Text excerpt START

Dress shoes were reportedly down double-digits, which Scibetta said reflected a more casual, active lifestyle as many offices remain closed. Kids’ comparable store sales were up mid-teens for the fourth quarter. “Once schools in many markets returned to some form of in-class learning, we experienced strong sales in children’s casuals and the athletic categories,” he shared. Kids’ non-athletic was up mid-teens, and kids’ athletic was up in the low-teens. 

“We believe in the strength of this [merchant] team, and the fact that we did not furlough our buying staff has given us an advantage with the supply chain,” Scibetta suggested. “We continue to work closely with our vendor partners to deliver fresh new products and replenish key categories and classifications. We are monitoring our supply chain very closely and reacting when needed.”

Scibetta said that SCVL ended the quarter with inventory down 8 percent on a per-store basis. “The industry is currently experiencing major supply chain issues from the factories to the ports and the ports to our DC,” he said.

The company reported that overall net sales grew 5.8 percent to $253.9 million in the fiscal fourth quarter ended January 31. Comparable store sales increased 6.4 percent for the period. SCVL said in a release that the sales increase during the fourth quarter correlated with the issuance of government stimulus toward the end of the calendar year 2020.

The fourth quarter’s gross margins improved 170 basis points to 30.8 percent of sales compared to 29.1 percent in the fiscal 2019 fourth quarter. Merchandise margin increased 1.6 percent, and buying, distribution and occupancy expenses decreased 0.1 percent as a percentage of net sales compared to the fourth quarter of fiscal 2019. The increase in merchandise margin was said to be primarily due to lower promotional activity during the quarter but was partially offset by higher shipping costs associated with the rise in e-commerce sales.

Selling, general and administrative expenses for the fourth quarter increased $2.5 million to $67.6 million compared to the fourth quarter of fiscal 2019. The increase was primarily attributable to costs supporting increased e-commerce sales. As a percentage of net sales, these expenses were leveraged to 26.6 percent compared to 27.1 percent in the fourth quarter of fiscal 2019.

Net income for the fiscal fourth quarter was $7.4 million, or 52 cents per diluted share, compared to net income of $3.5 million, or 24 cents per diluted share, in the prior-year quarter.

“At quarter-end, the company had no debt and approximately $106 million in cash and cash equivalents,” Worden said in wrapping up his comments on the call. “The strength of our balance sheet, coupled with our outstanding team and their dedication to executing our consumer-centric strategy, has allowed us to achieve our strongest Q4 operating results in what has been one of the most difficult periods for retail in modern history.”

Worden said the company chose to take a conservative capital approach during the pandemic and would continue to do so with new store growth for 2021. “Our strategy is to continue to accelerate our store fleet four-wall profit contribution,” he explained. “In 2021, we plan not to renew approximately ten leases on stores that do not drive long-term profit potential nor connect with our most valuable consumers. We anticipate opening one new store this year.” He also announced a strategic plan to modernize the company’s most profitable stores across the fleet.

“Our goal is to have approximately two-thirds of our store fleet modernized in the three to five years ahead,” he said. “This will be achieved through a robust annual remodel plan, relocations where we have strong customer opportunities in the market but underperforming real estate, and reigniting new store growth. We are currently finalizing our beta test mode on store experience and design enhancements and are very pleased with our consumer learning. We plan to move ahead rapidly with rollouts this year, assuming COVID-19 does not disrupt our development plans.”

Text excerpt END
Information supplied START

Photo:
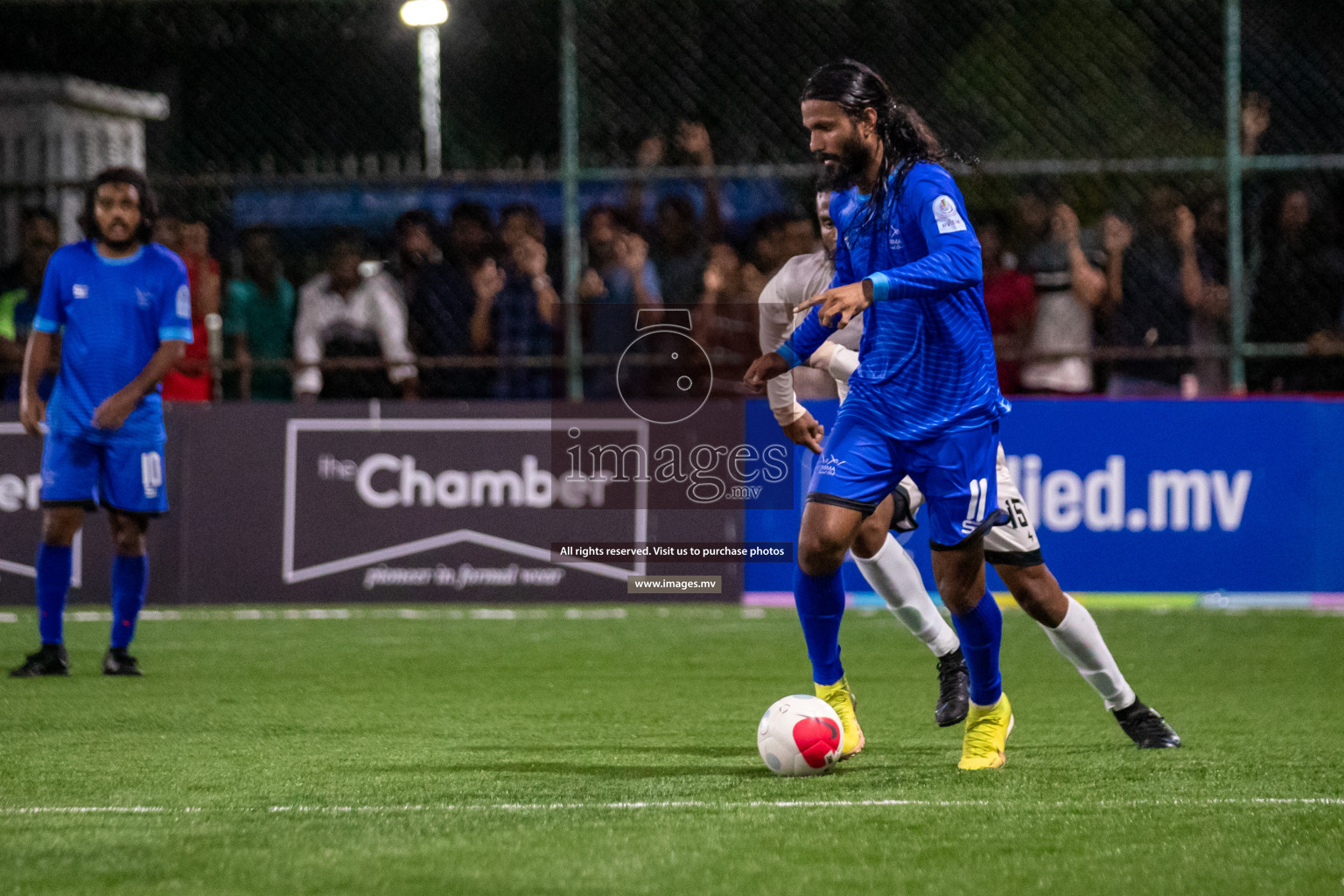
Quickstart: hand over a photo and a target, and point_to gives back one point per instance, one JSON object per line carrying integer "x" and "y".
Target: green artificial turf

Information supplied END

_Tasks to perform_
1. List every figure in the SCVL earnings excerpt that is written with a dollar sign.
2. Quote the SCVL earnings excerpt between "Net income for" and "the prior-year quarter.", inclusive.
3. Answer these questions from the SCVL earnings excerpt, one answer per line:
(a) By what percentage did overall net sales grow in the fiscal fourth quarter?
(b) How much was inventory down on a per-store basis at the end of the quarter?
(c) About how many store leases does the company plan not to renew in 2021?

_Written answers_
1.
$253.9 million
$2.5 million
$67.6 million
$7.4 million
$3.5 million
$106 million

2.
Net income for the fiscal fourth quarter was $7.4 million, or 52 cents per diluted share, compared to net income of $3.5 million, or 24 cents per diluted share, in the prior-year quarter.

3.
(a) 5.8 percent
(b) 8 percent
(c) Approximately ten